- [Your goal] Omit the pictures and output every entry below exactly as written.

- [Material for the task]
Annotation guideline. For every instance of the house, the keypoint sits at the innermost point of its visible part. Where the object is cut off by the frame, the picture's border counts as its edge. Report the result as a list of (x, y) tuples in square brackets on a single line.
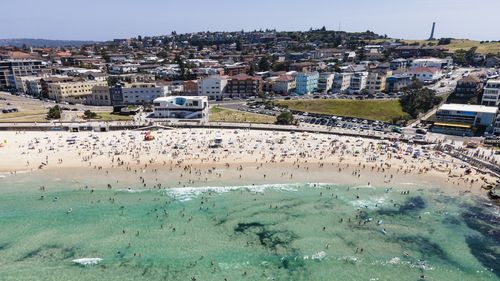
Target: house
[(284, 84), (306, 82), (190, 87), (397, 82), (181, 107), (341, 82), (143, 93), (491, 94), (213, 87), (468, 87), (464, 119), (492, 62), (399, 63), (243, 86), (233, 70), (325, 82), (99, 96), (427, 74), (376, 80), (72, 92), (431, 63), (358, 82)]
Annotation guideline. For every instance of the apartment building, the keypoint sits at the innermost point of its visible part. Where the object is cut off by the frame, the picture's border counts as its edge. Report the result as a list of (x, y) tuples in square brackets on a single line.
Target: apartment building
[(10, 69), (397, 82), (464, 119), (181, 107), (358, 82), (213, 87), (376, 80), (491, 94), (100, 96), (72, 92), (284, 84), (243, 86), (143, 93), (306, 82), (325, 82), (341, 82)]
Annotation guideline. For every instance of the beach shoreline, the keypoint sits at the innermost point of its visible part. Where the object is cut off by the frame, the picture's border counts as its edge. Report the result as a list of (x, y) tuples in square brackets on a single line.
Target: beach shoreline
[(182, 158)]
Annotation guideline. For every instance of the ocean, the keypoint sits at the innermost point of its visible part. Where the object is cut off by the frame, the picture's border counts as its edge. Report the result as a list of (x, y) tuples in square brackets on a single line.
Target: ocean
[(301, 231)]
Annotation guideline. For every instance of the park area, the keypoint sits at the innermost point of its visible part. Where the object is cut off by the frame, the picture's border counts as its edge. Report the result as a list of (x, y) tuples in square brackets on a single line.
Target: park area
[(219, 114), (383, 110)]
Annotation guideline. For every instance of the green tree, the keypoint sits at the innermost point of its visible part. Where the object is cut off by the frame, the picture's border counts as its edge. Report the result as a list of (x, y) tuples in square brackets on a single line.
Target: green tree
[(89, 114), (54, 112), (285, 118), (264, 64)]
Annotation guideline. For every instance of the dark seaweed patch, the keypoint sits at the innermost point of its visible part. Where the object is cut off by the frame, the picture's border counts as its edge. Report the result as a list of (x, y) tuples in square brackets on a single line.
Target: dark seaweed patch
[(484, 251), (270, 239), (50, 252), (412, 205), (451, 221), (4, 246), (484, 247), (425, 247)]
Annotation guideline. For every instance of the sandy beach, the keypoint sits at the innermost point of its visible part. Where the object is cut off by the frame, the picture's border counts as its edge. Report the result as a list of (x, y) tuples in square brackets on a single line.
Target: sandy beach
[(182, 158)]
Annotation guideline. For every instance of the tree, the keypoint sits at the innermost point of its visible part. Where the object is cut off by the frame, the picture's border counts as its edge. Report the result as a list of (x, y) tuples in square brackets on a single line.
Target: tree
[(264, 64), (285, 118), (54, 112), (89, 114)]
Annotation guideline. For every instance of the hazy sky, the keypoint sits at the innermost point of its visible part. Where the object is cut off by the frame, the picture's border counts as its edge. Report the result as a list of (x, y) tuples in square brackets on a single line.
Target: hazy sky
[(108, 19)]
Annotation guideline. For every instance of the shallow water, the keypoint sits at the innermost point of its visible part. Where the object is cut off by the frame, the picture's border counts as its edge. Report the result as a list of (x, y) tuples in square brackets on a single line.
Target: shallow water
[(267, 232)]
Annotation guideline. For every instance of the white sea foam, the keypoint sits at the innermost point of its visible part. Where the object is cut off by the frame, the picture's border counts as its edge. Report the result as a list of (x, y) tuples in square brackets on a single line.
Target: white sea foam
[(189, 193), (87, 261)]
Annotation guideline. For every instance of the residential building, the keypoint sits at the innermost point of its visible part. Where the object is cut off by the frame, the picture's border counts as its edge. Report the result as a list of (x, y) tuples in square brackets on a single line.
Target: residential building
[(190, 87), (181, 107), (100, 96), (464, 119), (467, 87), (358, 82), (492, 62), (431, 62), (306, 82), (496, 130), (427, 74), (11, 69), (325, 82), (397, 82), (491, 94), (376, 80), (233, 70), (341, 82), (143, 93), (284, 84), (399, 63), (72, 92), (243, 85), (213, 87)]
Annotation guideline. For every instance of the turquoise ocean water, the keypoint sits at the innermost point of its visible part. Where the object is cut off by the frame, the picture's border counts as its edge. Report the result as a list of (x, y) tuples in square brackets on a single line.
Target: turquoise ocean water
[(265, 232)]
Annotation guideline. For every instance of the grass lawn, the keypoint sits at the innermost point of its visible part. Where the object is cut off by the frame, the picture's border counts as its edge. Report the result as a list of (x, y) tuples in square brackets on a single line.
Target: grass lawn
[(107, 116), (383, 110), (457, 44), (219, 114)]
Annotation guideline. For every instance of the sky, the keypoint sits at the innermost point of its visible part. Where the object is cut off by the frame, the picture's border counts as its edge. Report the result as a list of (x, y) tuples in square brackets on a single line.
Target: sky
[(103, 20)]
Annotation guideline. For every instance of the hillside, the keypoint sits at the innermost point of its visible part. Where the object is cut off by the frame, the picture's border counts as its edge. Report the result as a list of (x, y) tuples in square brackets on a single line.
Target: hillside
[(42, 42)]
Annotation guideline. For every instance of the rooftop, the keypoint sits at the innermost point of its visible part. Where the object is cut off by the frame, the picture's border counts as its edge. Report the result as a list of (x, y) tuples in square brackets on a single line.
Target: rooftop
[(469, 108)]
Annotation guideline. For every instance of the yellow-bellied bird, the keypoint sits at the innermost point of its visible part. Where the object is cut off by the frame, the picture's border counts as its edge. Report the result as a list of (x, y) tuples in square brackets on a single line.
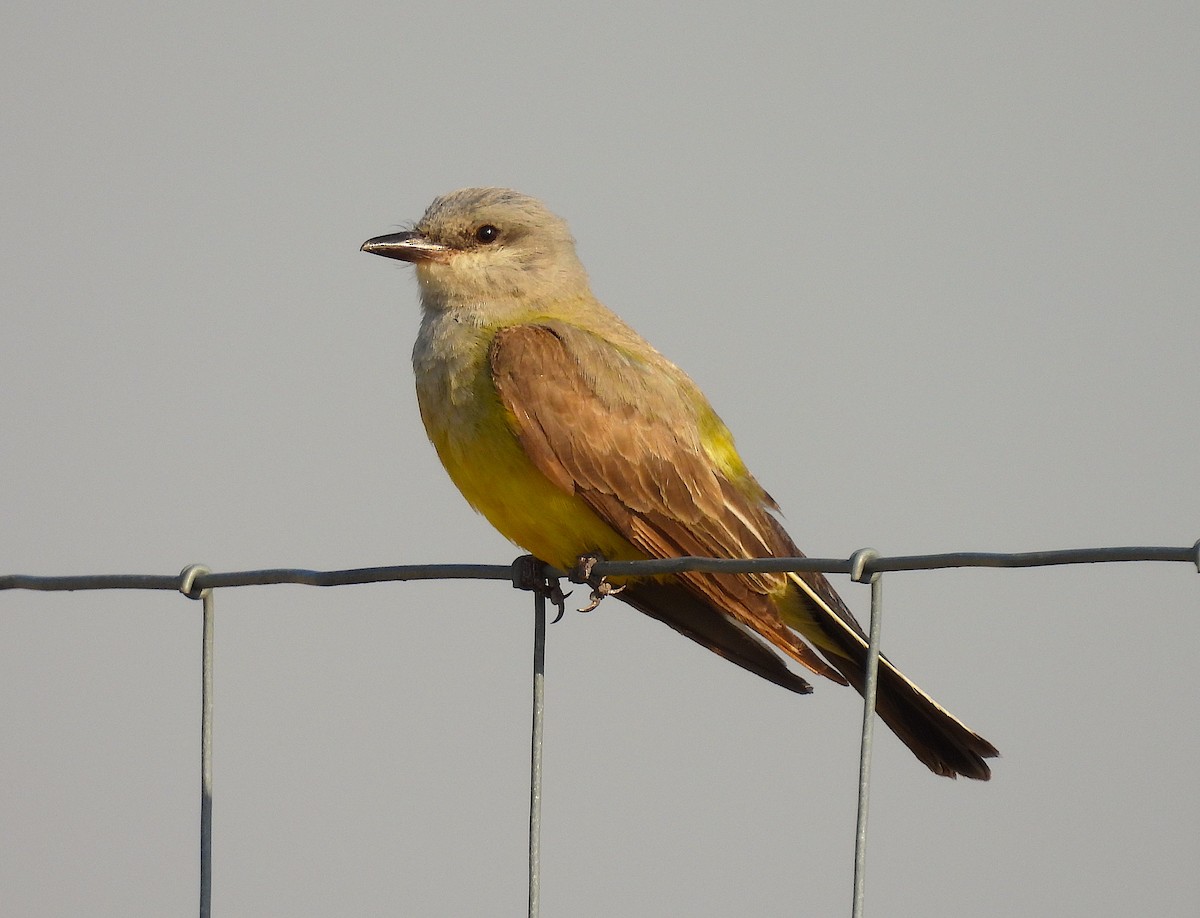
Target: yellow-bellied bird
[(576, 438)]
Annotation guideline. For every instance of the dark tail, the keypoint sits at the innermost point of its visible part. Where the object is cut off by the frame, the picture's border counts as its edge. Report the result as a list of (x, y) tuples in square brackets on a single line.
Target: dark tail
[(936, 737)]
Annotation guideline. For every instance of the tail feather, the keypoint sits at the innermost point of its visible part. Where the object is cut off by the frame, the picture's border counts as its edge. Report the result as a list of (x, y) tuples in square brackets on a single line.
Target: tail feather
[(936, 737)]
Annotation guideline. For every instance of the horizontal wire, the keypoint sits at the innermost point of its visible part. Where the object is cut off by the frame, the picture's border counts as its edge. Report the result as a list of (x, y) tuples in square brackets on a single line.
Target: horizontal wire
[(605, 568)]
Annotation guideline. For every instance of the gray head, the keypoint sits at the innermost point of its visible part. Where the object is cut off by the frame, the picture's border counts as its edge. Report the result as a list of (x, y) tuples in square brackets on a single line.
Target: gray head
[(483, 244)]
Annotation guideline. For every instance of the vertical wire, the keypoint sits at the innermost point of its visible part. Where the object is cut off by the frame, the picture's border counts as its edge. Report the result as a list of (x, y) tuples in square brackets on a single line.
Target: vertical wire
[(539, 700), (207, 760), (870, 689)]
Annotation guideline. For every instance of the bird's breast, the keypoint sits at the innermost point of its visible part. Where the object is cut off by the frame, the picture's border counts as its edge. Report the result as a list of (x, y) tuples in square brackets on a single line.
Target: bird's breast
[(474, 436)]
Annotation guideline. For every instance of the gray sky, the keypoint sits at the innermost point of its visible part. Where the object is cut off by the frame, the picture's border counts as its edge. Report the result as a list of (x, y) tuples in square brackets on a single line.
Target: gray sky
[(936, 268)]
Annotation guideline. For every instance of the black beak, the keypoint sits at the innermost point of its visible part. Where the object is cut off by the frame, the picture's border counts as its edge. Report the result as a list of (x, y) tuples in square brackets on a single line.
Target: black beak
[(409, 246)]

- [Exercise answer]
Annotation guideline. For every instance of the house, the keypoint sits at the innermost point of its visible part. Where the object is cut off by the frame, the picture's border counts as its edge. Report the result as a list of (x, y) tuples in square brackets on a single line.
Target: house
[(284, 84), (306, 82), (190, 87), (397, 82), (181, 107), (341, 82), (143, 93), (491, 94), (213, 87), (468, 87), (464, 119), (492, 62), (399, 63), (243, 86), (233, 70), (325, 82), (99, 96), (427, 74), (376, 80), (72, 92), (431, 63), (358, 82)]
Annotation guideline. For every instance of the apartment building, the keypoint sits at the innermost point of its visible part. Where the object is cut off by the frame, the picture's border counts as its edge. Report the result as a list of (x, y) tuples in square brackets on a single line.
Target: apartment building
[(10, 69), (397, 82), (464, 119), (181, 107), (358, 82), (213, 87), (376, 80), (491, 94), (100, 96), (72, 92), (284, 84), (243, 86), (143, 93), (306, 82), (325, 82), (341, 82)]
Annotation guideline. For every instance of the beach shoreline, the keypoint sits at the innermost point of its visible part. Where the object is cut off by the frame, the picture's border counts as its edge. Report the result as a list of (x, y) tuples in square brackets on a single line.
Target: beach shoreline
[(182, 158)]
Annotation guideline. For every instance of the ocean, the keypoint sits at the innermost point of its visible part. Where the object is cut off by the frame, the picture's border counts as its edge. Report the result as a list of (x, y) tuples in square brackets on a single line.
Target: ocean
[(301, 231)]
Annotation guideline. For every instance of the park area, the keypoint sits at the innermost point of its visible part. Where the object is cut off by the frame, the picture's border counts as its edge. Report the result as a list of (x, y) tuples in square brackets on a single line.
Target: park area
[(219, 114), (383, 110)]
Annotation guideline. For every instance of the green tree, the keypoint sits at the innermost point of its visible part. Where the object is cut off by the frame, the picture's border counts as its edge. Report the result as a list of (x, y) tuples in square brackets on a single line.
Target: green tree
[(89, 114), (54, 112), (285, 118), (264, 64)]
Annotation guideline. For every instance of the dark seaweed patch, the keypoint sits at the innermost point of its visible part. Where the object is cut off by the frame, the picture's border counts as its edge. Report the result as a list of (x, y) tuples in square brackets on a single line.
Target: dark seaweed patch
[(484, 251), (270, 239), (50, 252), (412, 205), (451, 221), (4, 246), (484, 247), (425, 247)]
Annotation guideline. For every instance of the sandy beach, the keypoint sits at the innermost point of its visible part. Where the object is cut off by the frame, the picture's border counts as its edge. Report the result as a list of (x, y) tuples in square brackets on a single line.
Target: sandy beach
[(182, 158)]
Annotation guideline. For every instance of the tree, the keypoint sits at the innermost point of its visible part. Where the object is cut off by the frame, the picture's border counts as its edge. Report the result as a list of (x, y) tuples in square brackets on a single line.
Target: tree
[(264, 64), (285, 118), (54, 112), (89, 114)]
Annotation guideline. For every instance of the hazy sky, the keypoint sits at the innermost point of its visible part. Where the object is cut off by the frame, the picture's border counts as its edge. Report the result as a list of (x, y) tuples in square brackets on a single line.
Target: hazy sky
[(108, 19)]
Annotation guideline. For every instance of the shallow water, the keypoint sits at the innermost point of its visible part. Where the object is cut off by the frame, the picture's border counts as its edge. Report the result as a list of (x, y) tuples in square brackets on a single line.
Target: shallow water
[(267, 232)]
Annotation guideline. For every instance of the white sea foam, the keypoint sits at the innermost point of its visible part. Where the object is cut off by the frame, the picture's border counts as its edge. Report the result as a list of (x, y) tuples in square brackets on a single line.
Target: white sea foam
[(189, 193), (87, 261)]
Annotation guideline. For every instance of the residential building, the keypoint sits at the innermost point of its visible part. Where the object is cut off by the frame, the picture's border counts as its edge. Report the result as a list of (x, y) tuples in square brackets on a single line.
Target: residential building
[(190, 87), (181, 107), (100, 96), (464, 119), (467, 87), (358, 82), (492, 62), (431, 62), (306, 82), (496, 130), (427, 74), (11, 69), (325, 82), (397, 82), (491, 94), (376, 80), (233, 70), (341, 82), (143, 93), (284, 84), (399, 63), (72, 92), (243, 85), (213, 87)]
Annotation guideline. For every instance of the turquoise ocean water, the keypoint sits at the innermost point of its visible part. Where the object is cut off by the frame, the picture's border counts as its edge. Report the result as a list of (x, y) tuples in square brackets on a single line.
Target: turquoise ocean water
[(265, 232)]
Annotation guideline. For every instance of the grass lawn, the keypoint sits at the innermost point of its visible part. Where the object is cut off by the frame, the picture's border counts as its edge. Report the result as a list of (x, y) tuples in square brackets on a single line.
Target: grass lawn
[(107, 116), (383, 110), (457, 44), (219, 114)]
Annotation guideline. For every instance of the sky, the keypoint sits at the innermost point of its visible part. Where the object is cut off by the frame, the picture's border counts as its edge. Report the result as a list of (x, y) tuples in square brackets on a single line.
Target: sky
[(103, 20)]
Annotation guideline. For every instance of the hillside, the keypoint sits at the innermost point of its visible part. Where the object is cut off by the frame, the picture's border counts as its edge. Report the result as a list of (x, y) tuples in square brackets on a single line.
Target: hillside
[(42, 42)]
Annotation guideline. For every instance of the rooftop, the keypoint sits at the innermost point of its visible part. Where the object is cut off by the frame, the picture's border counts as its edge. Report the result as a list of (x, y) tuples in square brackets on a single line.
Target: rooftop
[(469, 108)]
Annotation guideline. For every instance of the yellow-bellied bird, the keypoint sits at the innermost point of its visible part. Where the object is cut off by the frame, the picture's border counts as its edge. Report the result as a list of (x, y) tuples in square brackets on a single line.
Target: yellow-bellied bird
[(576, 438)]
Annotation guideline. For every instance of the dark tail, the keypoint sits at the innermost point of its visible part. Where the object is cut off by the frame, the picture's border counts as its edge. Report the result as a list of (x, y) tuples in square brackets on a single line.
Target: dark tail
[(936, 737)]
Annotation guideline. For every instance of the tail feather, the keypoint sits at the innermost point of its visible part. Where the object is cut off by the frame, the picture's border counts as its edge. Report the result as a list of (x, y) tuples in square brackets on a single line.
Target: tail feather
[(936, 737)]
Annotation guideline. For every instance of the horizontal wire, the keypoint sits at the innermost point of its visible part. Where the object is cut off by the frame, the picture's border counts as its edge. Report the result as a list of (x, y) tuples in square brackets on a single line.
Target: horizontal wire
[(605, 568)]
Annotation guideline. For every instance of the gray head, the keypoint sits at the innermost point of its visible part. Where the object is cut off by the frame, the picture's border counts as its edge. Report the result as a list of (x, y) tuples in square brackets on a single line.
Target: gray head
[(483, 244)]
Annotation guideline. For every instance of the vertical wire, the keypoint sits at the innermost point of its visible part. Where the object is cut off by the frame, the picture's border counts as its edge. Report the result as a list of (x, y) tuples in square brackets on a single line.
Target: vertical wire
[(539, 700), (207, 760), (870, 689)]
Annotation guideline. For every instance of the bird's breast, the keypoint sits at the innermost point of its visible part. Where the object is cut off by the frame, the picture's border counts as its edge. Report the result as a list of (x, y) tuples in square brackets on a single line.
Target: bird's breast
[(474, 436)]
Annotation guideline. For every instance of the gray sky, the keypoint sits at the innermost point of its visible part. Where the object is cut off by the frame, the picture's border counts as its edge. Report the result as a list of (x, y) tuples in square brackets on a single line.
Target: gray sky
[(936, 268)]
Annotation guideline. For every instance of the black beak, the keypoint sits at the innermost point of its visible part. Where the object is cut off by the frame, the picture's border counts as its edge. Report the result as a list of (x, y) tuples in square brackets on a single line.
Target: black beak
[(409, 246)]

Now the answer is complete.